* EXERCISE DETAILS
Reproduce verbatim the part of the lines below that opens with the line containing "Check the image above for the presence of any corrugated" and closes with the line containing "0 565 1024 699", including both of those lines.

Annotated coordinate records
— start —
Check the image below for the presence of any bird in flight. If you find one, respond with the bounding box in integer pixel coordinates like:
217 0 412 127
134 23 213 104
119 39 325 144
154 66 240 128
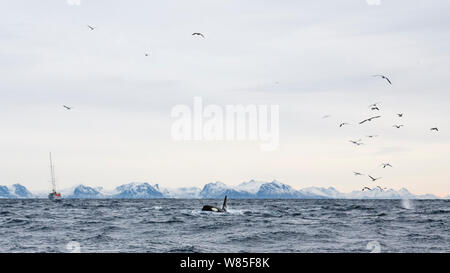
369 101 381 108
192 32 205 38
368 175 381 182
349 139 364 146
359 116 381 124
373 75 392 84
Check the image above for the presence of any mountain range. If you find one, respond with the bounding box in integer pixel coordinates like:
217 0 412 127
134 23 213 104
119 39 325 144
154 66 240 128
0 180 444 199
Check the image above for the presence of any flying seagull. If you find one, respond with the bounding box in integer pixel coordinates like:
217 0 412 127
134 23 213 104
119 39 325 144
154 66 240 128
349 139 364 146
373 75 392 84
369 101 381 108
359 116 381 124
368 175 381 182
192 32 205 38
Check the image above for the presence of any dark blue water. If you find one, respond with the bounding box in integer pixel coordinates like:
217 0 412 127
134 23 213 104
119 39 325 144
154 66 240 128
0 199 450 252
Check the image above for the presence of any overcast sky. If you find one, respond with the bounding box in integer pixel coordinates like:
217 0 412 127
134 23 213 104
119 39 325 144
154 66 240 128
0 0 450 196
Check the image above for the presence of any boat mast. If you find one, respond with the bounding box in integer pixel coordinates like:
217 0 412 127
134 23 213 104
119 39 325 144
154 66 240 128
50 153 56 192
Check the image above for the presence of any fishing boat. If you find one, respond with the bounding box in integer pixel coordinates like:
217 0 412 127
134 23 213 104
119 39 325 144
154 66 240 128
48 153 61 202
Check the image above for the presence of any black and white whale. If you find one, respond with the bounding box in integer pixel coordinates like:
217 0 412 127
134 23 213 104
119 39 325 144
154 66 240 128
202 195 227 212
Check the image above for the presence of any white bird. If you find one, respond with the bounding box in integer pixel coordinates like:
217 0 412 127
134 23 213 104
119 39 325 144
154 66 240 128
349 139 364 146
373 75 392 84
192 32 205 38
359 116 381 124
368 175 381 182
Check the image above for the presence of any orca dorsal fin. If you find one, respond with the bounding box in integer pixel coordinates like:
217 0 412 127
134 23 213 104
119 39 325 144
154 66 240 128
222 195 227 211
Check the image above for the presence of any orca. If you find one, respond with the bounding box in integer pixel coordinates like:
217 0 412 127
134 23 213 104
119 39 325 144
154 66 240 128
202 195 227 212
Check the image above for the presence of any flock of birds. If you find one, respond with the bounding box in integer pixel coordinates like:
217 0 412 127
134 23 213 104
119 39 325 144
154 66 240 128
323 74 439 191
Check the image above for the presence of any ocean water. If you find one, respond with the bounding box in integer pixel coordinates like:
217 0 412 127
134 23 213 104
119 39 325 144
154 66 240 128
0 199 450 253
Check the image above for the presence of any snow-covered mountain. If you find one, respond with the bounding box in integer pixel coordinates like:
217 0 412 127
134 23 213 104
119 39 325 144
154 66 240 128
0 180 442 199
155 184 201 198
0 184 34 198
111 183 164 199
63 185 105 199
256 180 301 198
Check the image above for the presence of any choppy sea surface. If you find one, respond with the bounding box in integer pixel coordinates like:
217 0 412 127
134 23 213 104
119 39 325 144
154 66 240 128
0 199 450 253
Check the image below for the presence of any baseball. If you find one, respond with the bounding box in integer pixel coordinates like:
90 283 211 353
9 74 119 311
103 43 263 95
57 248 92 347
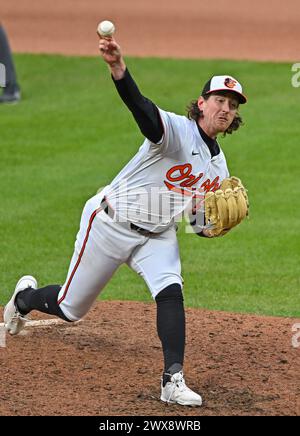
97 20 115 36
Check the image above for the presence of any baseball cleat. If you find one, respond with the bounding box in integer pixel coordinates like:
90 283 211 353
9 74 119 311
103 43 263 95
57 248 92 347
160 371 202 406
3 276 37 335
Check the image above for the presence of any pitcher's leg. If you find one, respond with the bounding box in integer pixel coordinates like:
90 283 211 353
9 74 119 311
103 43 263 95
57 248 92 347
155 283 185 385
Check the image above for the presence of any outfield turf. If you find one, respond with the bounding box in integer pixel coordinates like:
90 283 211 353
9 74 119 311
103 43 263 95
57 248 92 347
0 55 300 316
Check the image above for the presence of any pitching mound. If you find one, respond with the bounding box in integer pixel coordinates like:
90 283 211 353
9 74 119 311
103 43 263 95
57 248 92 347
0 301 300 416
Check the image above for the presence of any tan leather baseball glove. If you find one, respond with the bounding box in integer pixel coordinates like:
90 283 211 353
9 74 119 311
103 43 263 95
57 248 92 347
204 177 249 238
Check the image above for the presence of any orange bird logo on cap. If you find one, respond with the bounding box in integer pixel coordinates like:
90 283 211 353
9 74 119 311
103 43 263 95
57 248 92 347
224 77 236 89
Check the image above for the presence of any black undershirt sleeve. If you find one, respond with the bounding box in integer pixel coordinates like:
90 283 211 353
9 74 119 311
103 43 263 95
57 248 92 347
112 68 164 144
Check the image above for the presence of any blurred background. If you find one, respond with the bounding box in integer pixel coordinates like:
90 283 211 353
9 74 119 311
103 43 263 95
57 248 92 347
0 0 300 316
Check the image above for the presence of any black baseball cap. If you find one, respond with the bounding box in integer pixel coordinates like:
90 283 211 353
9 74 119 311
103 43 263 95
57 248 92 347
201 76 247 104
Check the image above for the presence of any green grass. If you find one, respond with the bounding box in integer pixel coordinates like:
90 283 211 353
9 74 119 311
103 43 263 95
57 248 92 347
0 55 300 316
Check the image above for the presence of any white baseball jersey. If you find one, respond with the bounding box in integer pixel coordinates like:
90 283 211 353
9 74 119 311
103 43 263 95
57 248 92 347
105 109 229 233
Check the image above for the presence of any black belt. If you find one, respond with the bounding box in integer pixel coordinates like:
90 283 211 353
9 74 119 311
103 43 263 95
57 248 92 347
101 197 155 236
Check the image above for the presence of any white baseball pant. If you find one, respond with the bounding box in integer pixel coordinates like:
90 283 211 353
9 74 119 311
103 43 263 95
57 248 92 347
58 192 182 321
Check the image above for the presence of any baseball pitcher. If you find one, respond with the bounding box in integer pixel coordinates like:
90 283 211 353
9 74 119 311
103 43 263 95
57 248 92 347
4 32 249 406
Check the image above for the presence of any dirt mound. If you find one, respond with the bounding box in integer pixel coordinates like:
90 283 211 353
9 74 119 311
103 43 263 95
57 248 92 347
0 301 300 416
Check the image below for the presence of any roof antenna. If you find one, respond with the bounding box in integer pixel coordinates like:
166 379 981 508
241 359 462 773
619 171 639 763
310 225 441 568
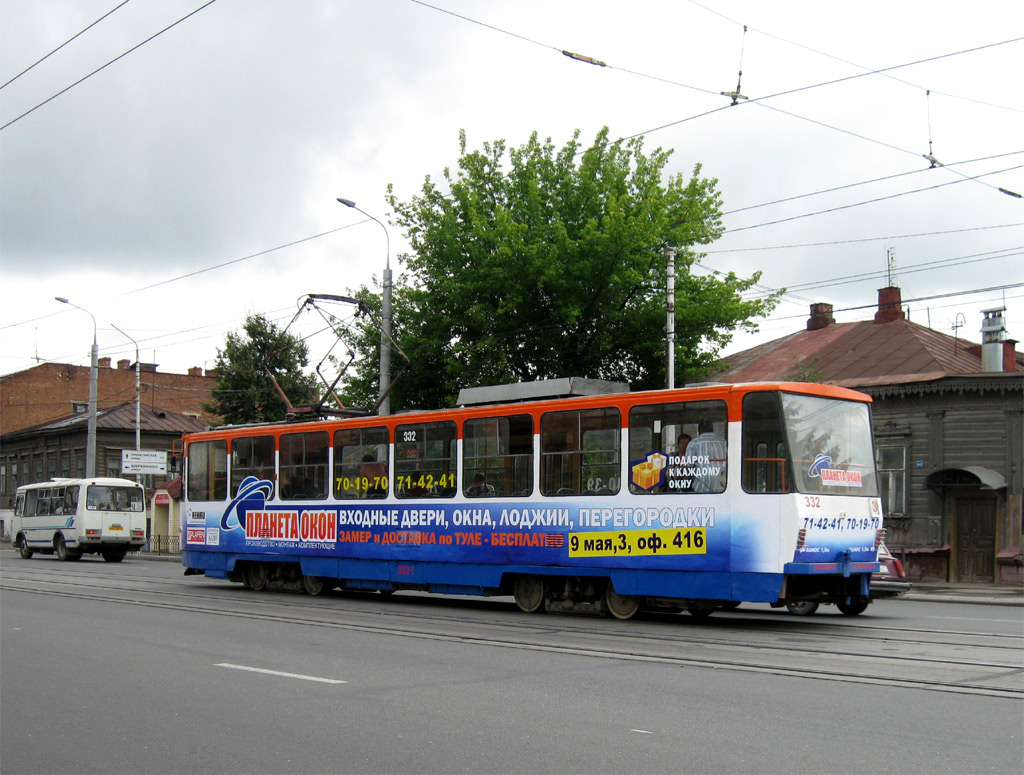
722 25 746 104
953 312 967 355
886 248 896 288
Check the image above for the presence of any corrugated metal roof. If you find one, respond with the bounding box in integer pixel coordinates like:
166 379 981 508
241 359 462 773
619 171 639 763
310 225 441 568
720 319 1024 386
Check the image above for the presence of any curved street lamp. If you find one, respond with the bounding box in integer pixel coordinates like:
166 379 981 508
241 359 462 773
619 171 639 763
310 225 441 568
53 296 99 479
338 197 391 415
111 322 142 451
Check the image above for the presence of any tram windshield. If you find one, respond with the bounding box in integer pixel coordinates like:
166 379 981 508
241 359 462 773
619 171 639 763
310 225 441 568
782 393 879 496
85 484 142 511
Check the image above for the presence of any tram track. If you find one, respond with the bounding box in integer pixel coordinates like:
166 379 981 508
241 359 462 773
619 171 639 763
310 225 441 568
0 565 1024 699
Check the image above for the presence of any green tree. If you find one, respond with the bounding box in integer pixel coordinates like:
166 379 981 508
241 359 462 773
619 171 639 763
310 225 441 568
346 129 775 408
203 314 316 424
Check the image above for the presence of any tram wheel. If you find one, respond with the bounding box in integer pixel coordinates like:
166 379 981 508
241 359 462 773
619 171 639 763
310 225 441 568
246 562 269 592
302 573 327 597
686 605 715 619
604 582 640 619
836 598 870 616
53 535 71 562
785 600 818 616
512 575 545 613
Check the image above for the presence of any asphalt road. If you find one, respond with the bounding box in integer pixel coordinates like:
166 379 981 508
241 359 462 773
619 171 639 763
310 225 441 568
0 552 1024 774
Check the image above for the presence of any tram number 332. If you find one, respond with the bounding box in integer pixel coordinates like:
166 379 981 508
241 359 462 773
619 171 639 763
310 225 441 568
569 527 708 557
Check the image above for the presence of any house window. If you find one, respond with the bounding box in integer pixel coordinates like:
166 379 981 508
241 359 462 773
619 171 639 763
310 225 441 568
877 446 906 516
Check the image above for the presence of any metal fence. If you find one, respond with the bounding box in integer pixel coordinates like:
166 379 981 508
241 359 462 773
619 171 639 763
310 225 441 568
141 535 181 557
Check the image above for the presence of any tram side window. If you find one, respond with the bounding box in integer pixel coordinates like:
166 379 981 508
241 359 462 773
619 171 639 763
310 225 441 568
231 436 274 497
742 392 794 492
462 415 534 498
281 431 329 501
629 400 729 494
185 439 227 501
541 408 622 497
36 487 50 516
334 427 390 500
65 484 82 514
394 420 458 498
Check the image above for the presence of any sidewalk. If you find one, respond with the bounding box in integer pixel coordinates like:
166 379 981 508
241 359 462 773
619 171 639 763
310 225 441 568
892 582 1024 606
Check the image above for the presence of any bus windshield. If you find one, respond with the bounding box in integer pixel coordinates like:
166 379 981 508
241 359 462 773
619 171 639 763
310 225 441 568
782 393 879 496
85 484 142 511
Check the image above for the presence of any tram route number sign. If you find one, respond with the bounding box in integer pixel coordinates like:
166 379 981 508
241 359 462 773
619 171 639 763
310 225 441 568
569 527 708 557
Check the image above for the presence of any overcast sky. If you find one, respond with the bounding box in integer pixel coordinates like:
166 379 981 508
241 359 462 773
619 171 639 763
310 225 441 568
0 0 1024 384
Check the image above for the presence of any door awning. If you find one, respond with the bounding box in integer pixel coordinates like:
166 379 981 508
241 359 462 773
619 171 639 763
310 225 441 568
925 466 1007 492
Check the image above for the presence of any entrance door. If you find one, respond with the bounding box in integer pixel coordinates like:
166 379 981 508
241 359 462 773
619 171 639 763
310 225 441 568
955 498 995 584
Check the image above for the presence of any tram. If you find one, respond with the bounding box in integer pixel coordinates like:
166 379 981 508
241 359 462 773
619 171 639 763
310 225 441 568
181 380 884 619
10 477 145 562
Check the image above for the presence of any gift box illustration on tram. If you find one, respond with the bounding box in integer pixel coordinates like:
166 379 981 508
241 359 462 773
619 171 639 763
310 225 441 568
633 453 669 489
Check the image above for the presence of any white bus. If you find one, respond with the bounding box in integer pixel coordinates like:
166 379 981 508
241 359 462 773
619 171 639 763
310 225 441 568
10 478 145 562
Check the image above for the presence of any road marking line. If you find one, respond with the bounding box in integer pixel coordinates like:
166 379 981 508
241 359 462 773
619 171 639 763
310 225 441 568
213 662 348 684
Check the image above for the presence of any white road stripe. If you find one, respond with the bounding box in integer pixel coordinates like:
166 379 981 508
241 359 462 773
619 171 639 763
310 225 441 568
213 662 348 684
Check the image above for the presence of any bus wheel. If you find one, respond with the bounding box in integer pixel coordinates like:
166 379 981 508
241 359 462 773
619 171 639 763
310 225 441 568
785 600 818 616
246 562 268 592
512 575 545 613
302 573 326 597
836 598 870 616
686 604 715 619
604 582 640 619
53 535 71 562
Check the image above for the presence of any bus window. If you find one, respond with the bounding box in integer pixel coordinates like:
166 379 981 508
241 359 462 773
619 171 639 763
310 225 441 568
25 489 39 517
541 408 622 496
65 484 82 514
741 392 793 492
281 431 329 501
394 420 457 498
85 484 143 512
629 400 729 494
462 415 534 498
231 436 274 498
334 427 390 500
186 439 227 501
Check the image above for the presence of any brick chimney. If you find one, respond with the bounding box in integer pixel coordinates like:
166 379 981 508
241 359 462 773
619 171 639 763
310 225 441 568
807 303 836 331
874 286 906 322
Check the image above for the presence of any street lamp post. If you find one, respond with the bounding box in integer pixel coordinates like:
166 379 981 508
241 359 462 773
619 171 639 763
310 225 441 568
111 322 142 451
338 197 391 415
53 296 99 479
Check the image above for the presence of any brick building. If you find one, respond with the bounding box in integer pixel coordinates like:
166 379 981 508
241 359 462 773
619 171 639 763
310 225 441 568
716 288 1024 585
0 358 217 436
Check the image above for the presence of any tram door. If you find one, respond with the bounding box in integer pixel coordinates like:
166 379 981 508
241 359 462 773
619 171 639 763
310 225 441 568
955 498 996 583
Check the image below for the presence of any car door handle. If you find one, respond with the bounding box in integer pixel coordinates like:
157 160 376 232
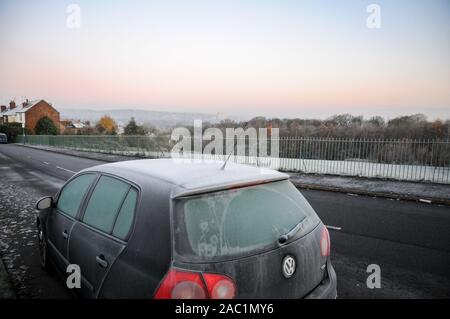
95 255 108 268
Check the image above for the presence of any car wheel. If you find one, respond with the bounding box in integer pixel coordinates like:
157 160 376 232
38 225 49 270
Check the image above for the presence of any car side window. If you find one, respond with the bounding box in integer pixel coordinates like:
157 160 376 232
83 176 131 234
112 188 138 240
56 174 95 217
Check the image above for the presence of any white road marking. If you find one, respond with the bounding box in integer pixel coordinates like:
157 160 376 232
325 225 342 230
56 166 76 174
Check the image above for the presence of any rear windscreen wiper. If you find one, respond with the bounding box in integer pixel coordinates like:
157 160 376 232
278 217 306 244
— end —
* COMPLETE ANSWER
Check the image above for the presence of any corrugated metal roof. If you find one, respond with the bounding box in integer pixel coordinates like:
166 379 981 508
241 359 462 773
619 171 639 763
310 225 441 568
720 319 1024 386
Check the image above for the presence of any curved street lamp. If you find one, respond with the bounding box in integer pixel coordinates like:
166 379 981 508
241 359 462 773
619 171 639 763
310 225 441 568
53 296 99 479
338 197 391 415
111 322 142 451
Check the image above for the presence of any tram windshield. If you find one, respond with the bounding box in integer pixel coordinates like:
166 379 981 508
241 359 462 773
619 171 639 763
310 225 441 568
782 393 879 496
85 484 142 511
Check the image above for the presence of any tram track. If you find one, respond with the bounding box in integer pixel coordinates like:
166 379 981 508
241 359 462 773
619 171 639 763
310 225 441 568
0 565 1024 699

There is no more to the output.